__Supplied records__.

++++++++++++++++++++

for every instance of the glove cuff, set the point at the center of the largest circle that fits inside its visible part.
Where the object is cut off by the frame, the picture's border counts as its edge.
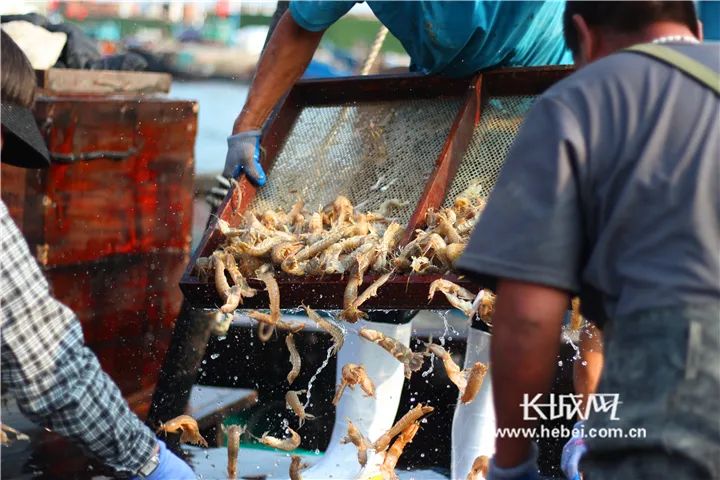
(528, 469)
(244, 136)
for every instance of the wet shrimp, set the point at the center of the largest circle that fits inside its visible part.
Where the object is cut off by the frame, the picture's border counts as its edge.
(475, 378)
(295, 360)
(335, 332)
(296, 465)
(412, 361)
(233, 433)
(352, 375)
(451, 368)
(355, 437)
(188, 427)
(479, 468)
(408, 419)
(396, 450)
(458, 296)
(292, 402)
(286, 444)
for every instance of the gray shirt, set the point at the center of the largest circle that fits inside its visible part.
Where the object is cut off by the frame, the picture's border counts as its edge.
(612, 189)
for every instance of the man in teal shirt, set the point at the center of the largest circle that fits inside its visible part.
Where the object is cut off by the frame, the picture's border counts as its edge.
(446, 38)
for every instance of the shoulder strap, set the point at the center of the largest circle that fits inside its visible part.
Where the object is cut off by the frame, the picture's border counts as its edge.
(692, 68)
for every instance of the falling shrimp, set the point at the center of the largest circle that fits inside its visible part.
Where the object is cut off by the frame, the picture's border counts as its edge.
(479, 468)
(355, 437)
(335, 332)
(408, 419)
(352, 375)
(188, 427)
(475, 378)
(295, 466)
(292, 402)
(233, 432)
(412, 361)
(295, 359)
(396, 449)
(451, 368)
(286, 444)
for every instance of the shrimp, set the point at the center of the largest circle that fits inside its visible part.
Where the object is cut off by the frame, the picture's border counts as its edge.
(233, 432)
(454, 250)
(335, 332)
(355, 437)
(5, 439)
(455, 294)
(283, 250)
(292, 402)
(295, 466)
(412, 361)
(261, 248)
(286, 444)
(393, 454)
(352, 375)
(265, 318)
(188, 427)
(353, 313)
(273, 292)
(238, 278)
(387, 244)
(474, 381)
(451, 368)
(265, 331)
(295, 360)
(407, 420)
(480, 467)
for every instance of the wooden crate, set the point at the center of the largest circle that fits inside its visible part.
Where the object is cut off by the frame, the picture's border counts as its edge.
(401, 291)
(110, 220)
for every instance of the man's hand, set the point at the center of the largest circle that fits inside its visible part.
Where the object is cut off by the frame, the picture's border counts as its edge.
(528, 470)
(170, 467)
(573, 452)
(244, 157)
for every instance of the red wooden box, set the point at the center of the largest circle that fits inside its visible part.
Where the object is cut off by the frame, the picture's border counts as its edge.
(110, 220)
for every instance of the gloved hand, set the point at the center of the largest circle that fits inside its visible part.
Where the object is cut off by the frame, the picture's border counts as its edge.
(244, 157)
(573, 451)
(171, 467)
(528, 470)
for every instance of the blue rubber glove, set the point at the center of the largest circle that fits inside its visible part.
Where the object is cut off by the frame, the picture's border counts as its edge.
(528, 470)
(171, 467)
(244, 157)
(573, 452)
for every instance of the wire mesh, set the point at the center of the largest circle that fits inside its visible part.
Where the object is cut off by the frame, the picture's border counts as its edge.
(481, 164)
(369, 152)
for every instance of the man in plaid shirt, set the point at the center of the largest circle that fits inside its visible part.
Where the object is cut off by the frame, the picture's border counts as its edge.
(56, 379)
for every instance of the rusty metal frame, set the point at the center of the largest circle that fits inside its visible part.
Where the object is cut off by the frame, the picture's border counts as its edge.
(402, 291)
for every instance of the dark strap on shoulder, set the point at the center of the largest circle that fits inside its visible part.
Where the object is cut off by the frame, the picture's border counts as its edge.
(690, 67)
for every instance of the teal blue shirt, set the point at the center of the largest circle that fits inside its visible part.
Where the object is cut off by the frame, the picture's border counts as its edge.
(458, 38)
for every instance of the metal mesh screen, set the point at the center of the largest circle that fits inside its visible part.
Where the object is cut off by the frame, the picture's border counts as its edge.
(369, 152)
(499, 123)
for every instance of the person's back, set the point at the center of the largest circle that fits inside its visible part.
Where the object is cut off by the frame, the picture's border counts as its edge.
(460, 37)
(649, 179)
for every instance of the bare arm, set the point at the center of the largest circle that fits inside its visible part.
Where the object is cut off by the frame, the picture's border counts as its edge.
(523, 356)
(282, 63)
(588, 367)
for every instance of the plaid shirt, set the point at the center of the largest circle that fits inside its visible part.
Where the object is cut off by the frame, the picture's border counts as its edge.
(56, 379)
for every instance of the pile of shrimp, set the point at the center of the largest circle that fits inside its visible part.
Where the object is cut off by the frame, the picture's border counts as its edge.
(335, 239)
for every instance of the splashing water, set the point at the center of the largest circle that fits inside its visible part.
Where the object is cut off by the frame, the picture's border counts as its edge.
(314, 377)
(567, 338)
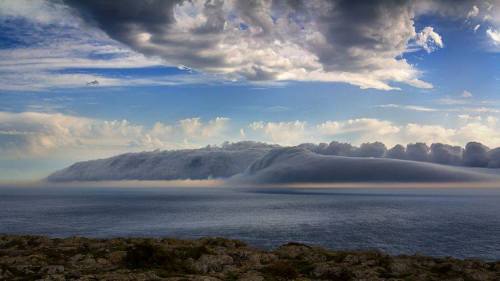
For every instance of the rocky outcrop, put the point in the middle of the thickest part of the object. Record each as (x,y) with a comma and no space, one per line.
(41,258)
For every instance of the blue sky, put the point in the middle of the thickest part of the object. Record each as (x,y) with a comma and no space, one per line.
(78,84)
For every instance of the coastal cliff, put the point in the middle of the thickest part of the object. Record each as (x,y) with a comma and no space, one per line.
(77,258)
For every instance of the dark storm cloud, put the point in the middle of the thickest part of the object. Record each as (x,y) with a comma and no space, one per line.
(271,40)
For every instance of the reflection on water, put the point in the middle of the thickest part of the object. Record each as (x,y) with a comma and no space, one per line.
(441,222)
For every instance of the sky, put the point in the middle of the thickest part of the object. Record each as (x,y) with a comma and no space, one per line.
(89,79)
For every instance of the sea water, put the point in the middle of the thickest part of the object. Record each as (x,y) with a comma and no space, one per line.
(440,222)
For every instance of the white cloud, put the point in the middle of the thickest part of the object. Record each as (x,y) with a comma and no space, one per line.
(473,12)
(429,40)
(280,41)
(494,35)
(32,134)
(408,107)
(468,128)
(466,94)
(286,133)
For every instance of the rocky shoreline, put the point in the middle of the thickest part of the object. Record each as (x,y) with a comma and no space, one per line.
(211,259)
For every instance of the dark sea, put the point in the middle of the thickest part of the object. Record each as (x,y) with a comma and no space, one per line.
(461,222)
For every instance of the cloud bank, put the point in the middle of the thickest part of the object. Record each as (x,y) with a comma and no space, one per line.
(262,163)
(295,165)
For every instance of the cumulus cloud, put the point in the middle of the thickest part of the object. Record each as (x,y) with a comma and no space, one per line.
(271,40)
(466,94)
(287,133)
(32,134)
(429,40)
(494,35)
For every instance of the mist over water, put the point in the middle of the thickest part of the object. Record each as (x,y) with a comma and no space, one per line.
(461,222)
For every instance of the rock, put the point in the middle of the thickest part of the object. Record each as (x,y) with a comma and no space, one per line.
(122,259)
(53,269)
(116,257)
(251,276)
(212,263)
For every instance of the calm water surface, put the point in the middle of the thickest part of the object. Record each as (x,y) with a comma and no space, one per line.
(439,222)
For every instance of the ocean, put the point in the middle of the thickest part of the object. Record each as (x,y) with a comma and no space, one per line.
(462,222)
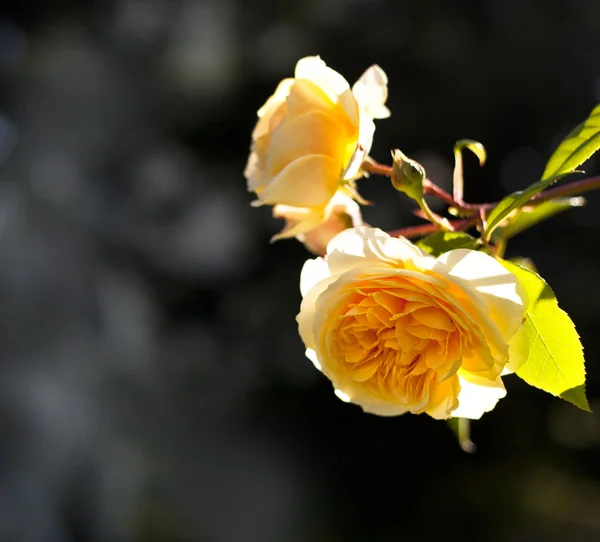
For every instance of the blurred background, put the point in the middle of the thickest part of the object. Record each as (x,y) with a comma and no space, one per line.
(153,387)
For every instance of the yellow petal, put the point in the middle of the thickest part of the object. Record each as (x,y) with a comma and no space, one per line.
(371,92)
(477,395)
(363,244)
(310,181)
(499,287)
(443,399)
(315,70)
(310,133)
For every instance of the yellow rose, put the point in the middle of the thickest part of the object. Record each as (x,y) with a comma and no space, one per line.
(321,225)
(397,330)
(313,135)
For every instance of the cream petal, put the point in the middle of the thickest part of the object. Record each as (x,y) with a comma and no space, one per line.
(312,356)
(253,173)
(381,409)
(331,82)
(314,69)
(443,399)
(313,272)
(363,244)
(307,96)
(363,147)
(371,92)
(278,97)
(499,287)
(313,282)
(299,220)
(477,395)
(312,133)
(310,181)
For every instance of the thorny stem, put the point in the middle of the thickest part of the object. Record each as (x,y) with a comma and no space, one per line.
(479,210)
(571,189)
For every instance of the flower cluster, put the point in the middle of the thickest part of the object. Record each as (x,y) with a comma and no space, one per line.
(399,327)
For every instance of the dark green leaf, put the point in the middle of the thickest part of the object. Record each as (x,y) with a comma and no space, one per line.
(546,351)
(530,216)
(440,242)
(514,201)
(576,148)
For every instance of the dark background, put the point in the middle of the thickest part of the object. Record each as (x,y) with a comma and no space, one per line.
(153,387)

++++++++++++++++++++

__Problem description__. Begin with the line that contains "For every instance of the thorny" and end with the last line of the records; set down every line in that span exactly, and nothing else.

__Correct result__.
For every instance of the thorny stem, put the point in the middle of the thickest part of the object. Record each as (x,y) with a comma and no space, one per line.
(479,210)
(571,189)
For every instance of the flower cluster, put the point in the middle of the thickest part of the object. Record each as (x,y) with a comma and no space, one per line.
(399,327)
For every instance of the dark green leaf, put the point in the middle of the thickest part of the object. Record each as (x,y) with a comma and no space, one per line.
(546,351)
(530,216)
(440,242)
(514,201)
(576,148)
For every instance of the dark background, put the point in the middle of the thickest part of the object. Record each as (x,y) with a comma and no space, one per line.
(153,387)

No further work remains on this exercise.